- **Short exercise**
Format the data as a Markdown table with columns named "Number" and "Line", starting at the line that contains "Objective — locate every instance of the cove" and ending at the last line of the data. Give each line its own row and leave out blank lines.

Stored data
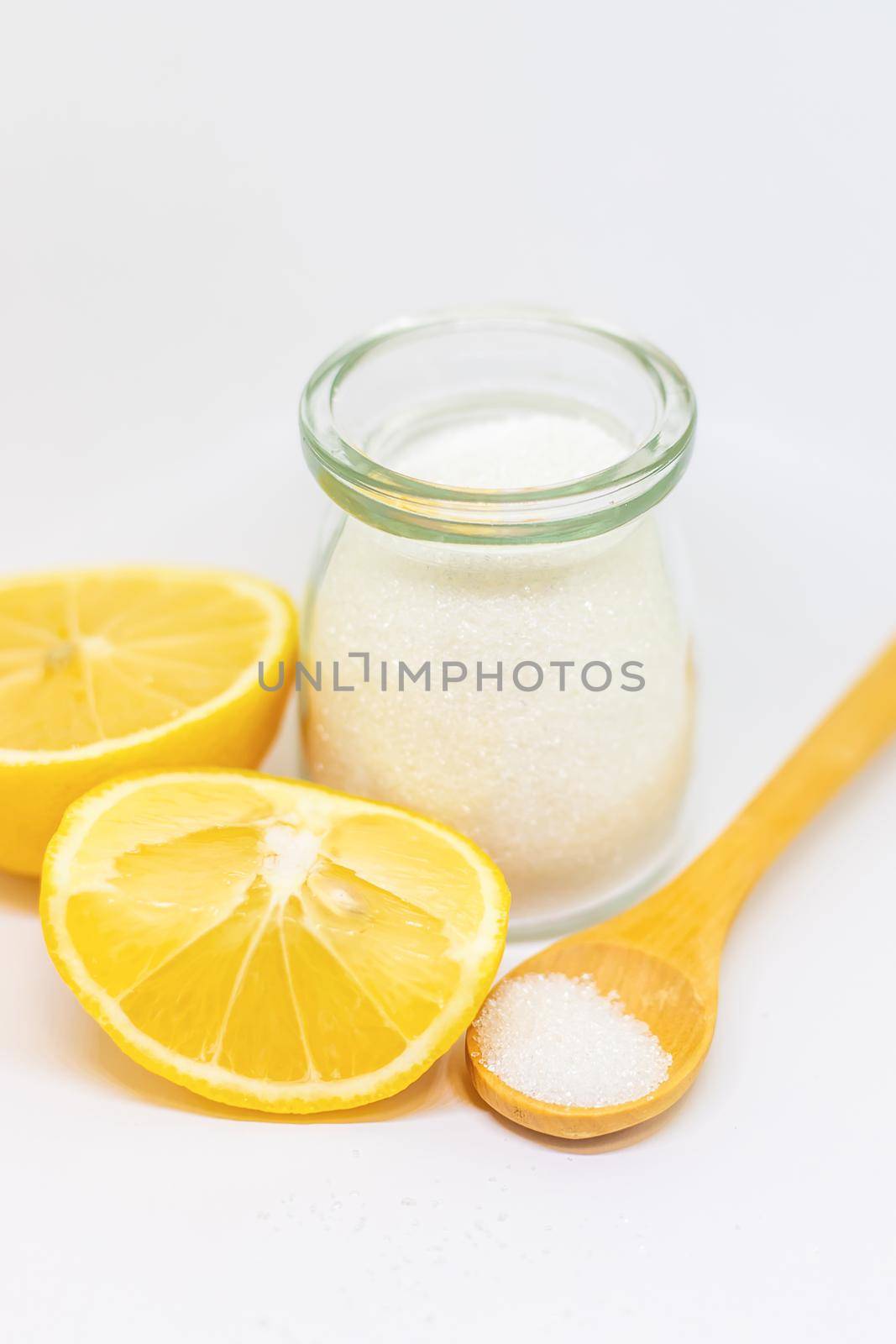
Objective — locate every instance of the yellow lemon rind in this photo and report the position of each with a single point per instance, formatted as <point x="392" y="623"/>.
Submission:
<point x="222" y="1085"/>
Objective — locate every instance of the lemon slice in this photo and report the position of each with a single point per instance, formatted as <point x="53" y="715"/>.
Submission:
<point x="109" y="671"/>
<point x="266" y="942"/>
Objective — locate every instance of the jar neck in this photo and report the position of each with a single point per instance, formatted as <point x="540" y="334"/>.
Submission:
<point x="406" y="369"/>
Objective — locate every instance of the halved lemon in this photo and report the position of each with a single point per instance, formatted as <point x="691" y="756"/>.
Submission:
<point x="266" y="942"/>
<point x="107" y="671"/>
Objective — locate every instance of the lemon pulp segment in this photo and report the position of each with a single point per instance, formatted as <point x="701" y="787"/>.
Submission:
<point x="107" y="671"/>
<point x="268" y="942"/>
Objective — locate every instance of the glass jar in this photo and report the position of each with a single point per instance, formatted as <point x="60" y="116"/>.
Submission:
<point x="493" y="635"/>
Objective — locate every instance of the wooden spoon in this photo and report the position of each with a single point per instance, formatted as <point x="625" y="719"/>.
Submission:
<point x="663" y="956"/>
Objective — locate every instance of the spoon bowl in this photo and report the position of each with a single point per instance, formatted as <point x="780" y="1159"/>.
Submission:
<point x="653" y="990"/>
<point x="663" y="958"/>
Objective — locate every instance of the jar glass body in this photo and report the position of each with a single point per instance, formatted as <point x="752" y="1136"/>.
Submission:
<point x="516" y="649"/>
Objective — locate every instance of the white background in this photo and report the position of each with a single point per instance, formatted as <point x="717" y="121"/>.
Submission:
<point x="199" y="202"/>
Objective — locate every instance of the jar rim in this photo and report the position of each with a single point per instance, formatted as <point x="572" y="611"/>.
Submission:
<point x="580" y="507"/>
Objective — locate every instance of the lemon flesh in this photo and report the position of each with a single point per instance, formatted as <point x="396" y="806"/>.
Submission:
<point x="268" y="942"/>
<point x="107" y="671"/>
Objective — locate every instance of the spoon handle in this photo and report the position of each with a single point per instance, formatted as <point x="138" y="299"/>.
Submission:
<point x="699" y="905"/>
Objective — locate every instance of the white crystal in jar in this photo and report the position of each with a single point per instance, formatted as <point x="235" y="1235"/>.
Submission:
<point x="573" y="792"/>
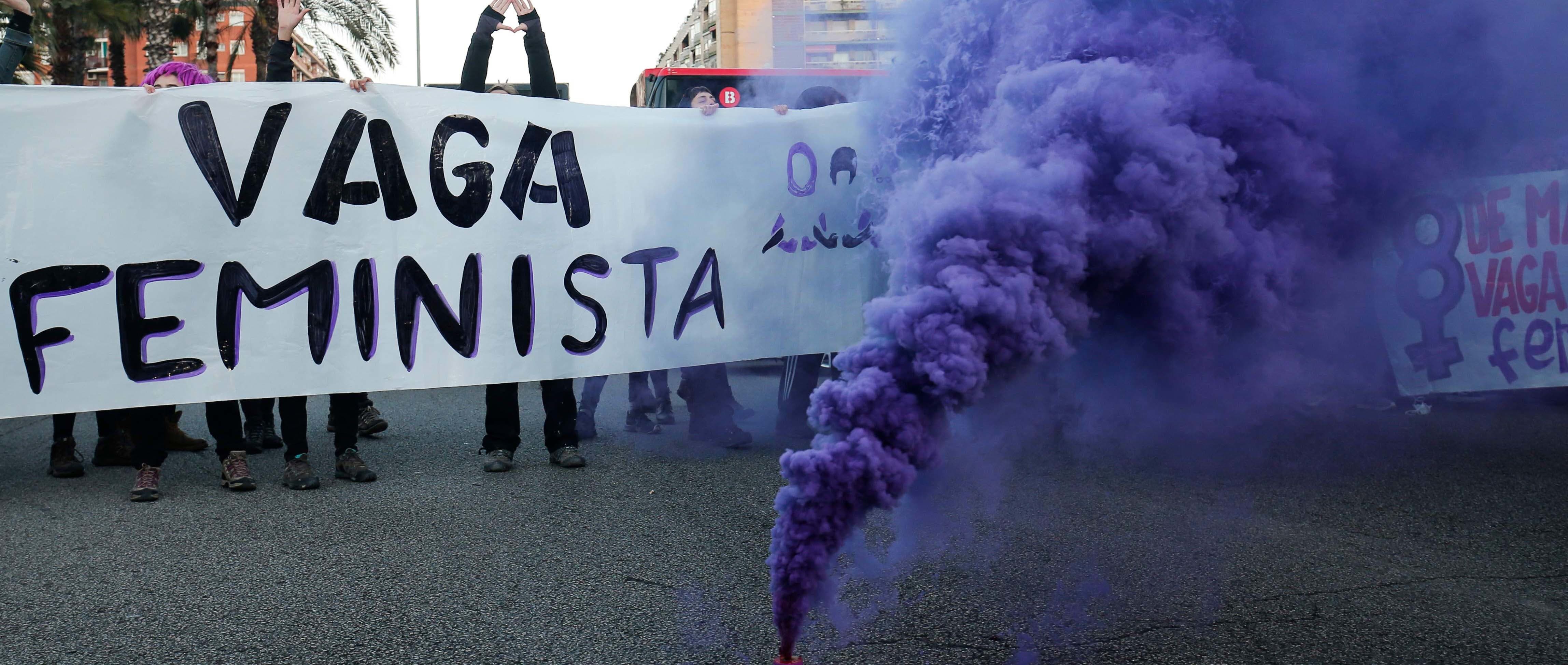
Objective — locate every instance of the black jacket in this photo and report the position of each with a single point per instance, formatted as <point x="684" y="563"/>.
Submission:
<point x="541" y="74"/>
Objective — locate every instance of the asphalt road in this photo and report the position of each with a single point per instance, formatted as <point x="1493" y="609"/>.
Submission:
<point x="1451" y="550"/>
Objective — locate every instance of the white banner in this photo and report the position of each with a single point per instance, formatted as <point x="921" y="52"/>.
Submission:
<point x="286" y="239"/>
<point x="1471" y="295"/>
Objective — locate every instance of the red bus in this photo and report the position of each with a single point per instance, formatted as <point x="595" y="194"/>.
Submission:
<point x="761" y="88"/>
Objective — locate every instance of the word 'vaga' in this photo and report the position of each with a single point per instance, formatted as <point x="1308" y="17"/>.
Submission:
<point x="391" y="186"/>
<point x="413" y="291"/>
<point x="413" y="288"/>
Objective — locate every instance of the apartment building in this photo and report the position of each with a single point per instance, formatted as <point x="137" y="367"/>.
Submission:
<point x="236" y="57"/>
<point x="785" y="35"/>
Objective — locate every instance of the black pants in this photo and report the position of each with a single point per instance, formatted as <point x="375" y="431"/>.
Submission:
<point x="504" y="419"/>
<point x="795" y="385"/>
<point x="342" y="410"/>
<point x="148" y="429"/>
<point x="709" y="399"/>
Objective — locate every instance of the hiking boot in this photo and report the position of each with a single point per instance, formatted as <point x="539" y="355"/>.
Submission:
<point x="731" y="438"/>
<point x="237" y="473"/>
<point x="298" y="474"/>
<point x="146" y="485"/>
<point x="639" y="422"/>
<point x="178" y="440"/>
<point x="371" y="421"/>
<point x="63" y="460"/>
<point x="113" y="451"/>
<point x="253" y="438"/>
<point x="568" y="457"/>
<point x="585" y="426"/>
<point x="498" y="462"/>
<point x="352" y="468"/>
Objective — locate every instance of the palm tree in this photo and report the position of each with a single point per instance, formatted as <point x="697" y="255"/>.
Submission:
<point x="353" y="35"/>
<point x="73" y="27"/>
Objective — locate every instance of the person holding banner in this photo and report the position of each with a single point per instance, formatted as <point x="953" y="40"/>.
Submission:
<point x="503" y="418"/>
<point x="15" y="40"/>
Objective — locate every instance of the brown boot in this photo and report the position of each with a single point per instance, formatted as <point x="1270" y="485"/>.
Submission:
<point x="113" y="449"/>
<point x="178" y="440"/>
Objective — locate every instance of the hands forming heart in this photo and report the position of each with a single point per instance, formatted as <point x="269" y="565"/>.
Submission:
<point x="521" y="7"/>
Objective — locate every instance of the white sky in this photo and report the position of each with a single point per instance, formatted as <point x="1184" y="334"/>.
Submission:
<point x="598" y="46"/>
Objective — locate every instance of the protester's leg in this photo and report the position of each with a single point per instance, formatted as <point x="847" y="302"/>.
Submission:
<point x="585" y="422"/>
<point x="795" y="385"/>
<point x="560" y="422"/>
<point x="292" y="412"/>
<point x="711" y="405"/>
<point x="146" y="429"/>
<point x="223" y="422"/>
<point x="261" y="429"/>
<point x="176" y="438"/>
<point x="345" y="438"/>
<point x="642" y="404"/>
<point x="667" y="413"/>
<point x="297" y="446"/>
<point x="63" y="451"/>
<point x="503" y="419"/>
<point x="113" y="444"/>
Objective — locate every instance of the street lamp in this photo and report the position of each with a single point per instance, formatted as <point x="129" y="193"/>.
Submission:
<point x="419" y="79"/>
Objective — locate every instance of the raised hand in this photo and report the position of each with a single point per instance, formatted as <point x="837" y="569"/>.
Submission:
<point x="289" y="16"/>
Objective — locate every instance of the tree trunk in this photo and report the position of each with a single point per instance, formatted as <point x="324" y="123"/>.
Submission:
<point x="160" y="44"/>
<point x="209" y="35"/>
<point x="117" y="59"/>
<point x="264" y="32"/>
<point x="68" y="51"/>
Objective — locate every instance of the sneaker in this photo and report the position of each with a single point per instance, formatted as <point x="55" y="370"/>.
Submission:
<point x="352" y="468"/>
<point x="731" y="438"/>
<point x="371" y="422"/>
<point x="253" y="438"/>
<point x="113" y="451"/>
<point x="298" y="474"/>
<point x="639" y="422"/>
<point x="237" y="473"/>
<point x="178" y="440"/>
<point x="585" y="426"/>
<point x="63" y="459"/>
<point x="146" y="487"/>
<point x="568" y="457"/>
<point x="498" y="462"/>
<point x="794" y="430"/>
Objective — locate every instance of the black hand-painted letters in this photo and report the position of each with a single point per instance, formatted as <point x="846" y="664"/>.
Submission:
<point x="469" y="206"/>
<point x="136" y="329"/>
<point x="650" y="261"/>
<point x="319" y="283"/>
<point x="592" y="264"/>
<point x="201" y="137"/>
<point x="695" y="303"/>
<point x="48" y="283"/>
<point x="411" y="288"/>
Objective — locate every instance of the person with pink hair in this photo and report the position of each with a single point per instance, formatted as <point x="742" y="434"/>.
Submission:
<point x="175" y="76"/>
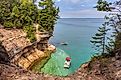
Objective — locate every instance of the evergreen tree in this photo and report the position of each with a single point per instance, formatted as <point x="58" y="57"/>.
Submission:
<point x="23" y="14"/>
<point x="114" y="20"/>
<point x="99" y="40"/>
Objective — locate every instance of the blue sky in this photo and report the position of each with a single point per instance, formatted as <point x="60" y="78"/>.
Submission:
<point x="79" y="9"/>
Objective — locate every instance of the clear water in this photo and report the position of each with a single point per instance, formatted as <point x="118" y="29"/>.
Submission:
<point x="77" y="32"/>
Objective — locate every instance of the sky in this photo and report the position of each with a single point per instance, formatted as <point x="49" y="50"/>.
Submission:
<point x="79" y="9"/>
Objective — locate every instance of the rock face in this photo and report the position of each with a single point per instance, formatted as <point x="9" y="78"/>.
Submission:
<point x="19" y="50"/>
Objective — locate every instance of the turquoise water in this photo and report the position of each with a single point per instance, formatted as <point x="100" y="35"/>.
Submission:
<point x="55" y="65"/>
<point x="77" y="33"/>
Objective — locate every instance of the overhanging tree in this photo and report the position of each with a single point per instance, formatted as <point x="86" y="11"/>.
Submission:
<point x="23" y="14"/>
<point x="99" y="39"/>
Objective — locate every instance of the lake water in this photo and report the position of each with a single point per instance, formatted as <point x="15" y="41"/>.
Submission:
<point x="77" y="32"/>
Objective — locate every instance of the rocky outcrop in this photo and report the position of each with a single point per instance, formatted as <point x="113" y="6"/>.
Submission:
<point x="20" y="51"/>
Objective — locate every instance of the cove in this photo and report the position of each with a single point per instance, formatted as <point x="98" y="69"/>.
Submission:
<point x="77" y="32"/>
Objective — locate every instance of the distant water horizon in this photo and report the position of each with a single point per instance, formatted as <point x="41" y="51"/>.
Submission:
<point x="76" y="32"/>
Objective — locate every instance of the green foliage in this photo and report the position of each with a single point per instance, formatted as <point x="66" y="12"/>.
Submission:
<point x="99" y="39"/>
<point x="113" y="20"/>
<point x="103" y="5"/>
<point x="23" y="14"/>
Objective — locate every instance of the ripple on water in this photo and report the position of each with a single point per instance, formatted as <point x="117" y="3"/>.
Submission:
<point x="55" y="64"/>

- **Answer in full**
| Number | Line |
|---|---|
| 1 | Objective — locate every instance of the cove in this photo and report the position of each with a single point per instance, formatted as <point x="98" y="69"/>. |
| 2 | Submission: |
| 3 | <point x="77" y="32"/> |
| 4 | Objective — locate every instance of the distant water horizon in this photo and report the position of each with a single point per instance, formatted as <point x="41" y="51"/>. |
| 5 | Submission: |
| 6 | <point x="76" y="32"/> |
| 7 | Objective — locate every instance of the green foliage in this photo and report the position of each with a single point per instance, formatted as <point x="66" y="12"/>. |
| 8 | Submission: |
| 9 | <point x="99" y="39"/> |
| 10 | <point x="113" y="20"/> |
| 11 | <point x="103" y="5"/> |
| 12 | <point x="23" y="14"/> |
| 13 | Objective — locate every instance of the ripple on water in this photo and report the position of each with a single point per instance, formatted as <point x="117" y="3"/>. |
| 14 | Submission: |
| 15 | <point x="55" y="64"/> |